Given request: Copy the lines of the listing below, starting at the line that contains "target | husky dog" and ending at the line that contains "(1078, 471)", with both of those lines included.

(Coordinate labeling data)
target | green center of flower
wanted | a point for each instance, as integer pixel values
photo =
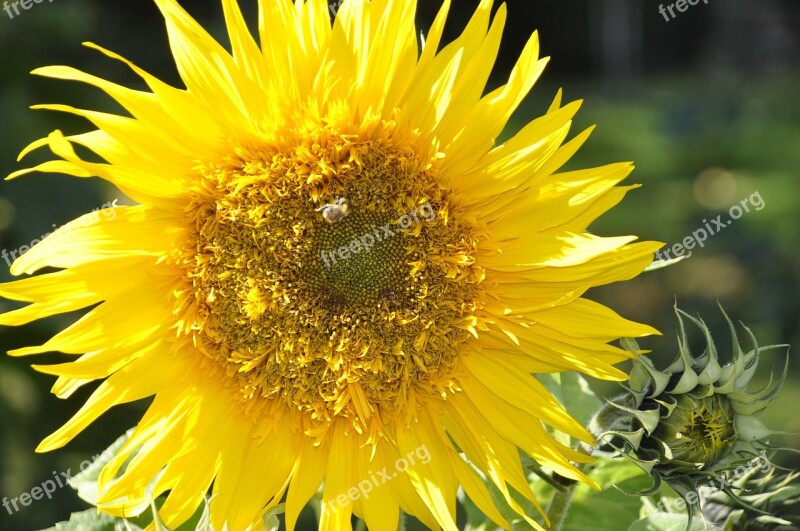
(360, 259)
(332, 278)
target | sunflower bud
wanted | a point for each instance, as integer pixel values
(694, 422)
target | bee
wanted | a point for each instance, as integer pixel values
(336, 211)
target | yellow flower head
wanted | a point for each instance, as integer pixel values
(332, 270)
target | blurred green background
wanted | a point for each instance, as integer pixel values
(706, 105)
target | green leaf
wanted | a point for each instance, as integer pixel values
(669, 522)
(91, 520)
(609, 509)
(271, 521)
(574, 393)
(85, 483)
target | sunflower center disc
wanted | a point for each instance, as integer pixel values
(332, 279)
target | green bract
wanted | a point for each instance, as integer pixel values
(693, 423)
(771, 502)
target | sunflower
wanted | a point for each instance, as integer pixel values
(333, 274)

...

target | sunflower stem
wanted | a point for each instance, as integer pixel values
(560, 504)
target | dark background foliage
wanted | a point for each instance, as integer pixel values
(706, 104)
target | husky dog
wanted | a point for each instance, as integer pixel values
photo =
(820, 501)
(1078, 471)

Written response:
target | husky dog
wanted | a point for each instance, as integer pixel values
photo =
(820, 501)
(1078, 471)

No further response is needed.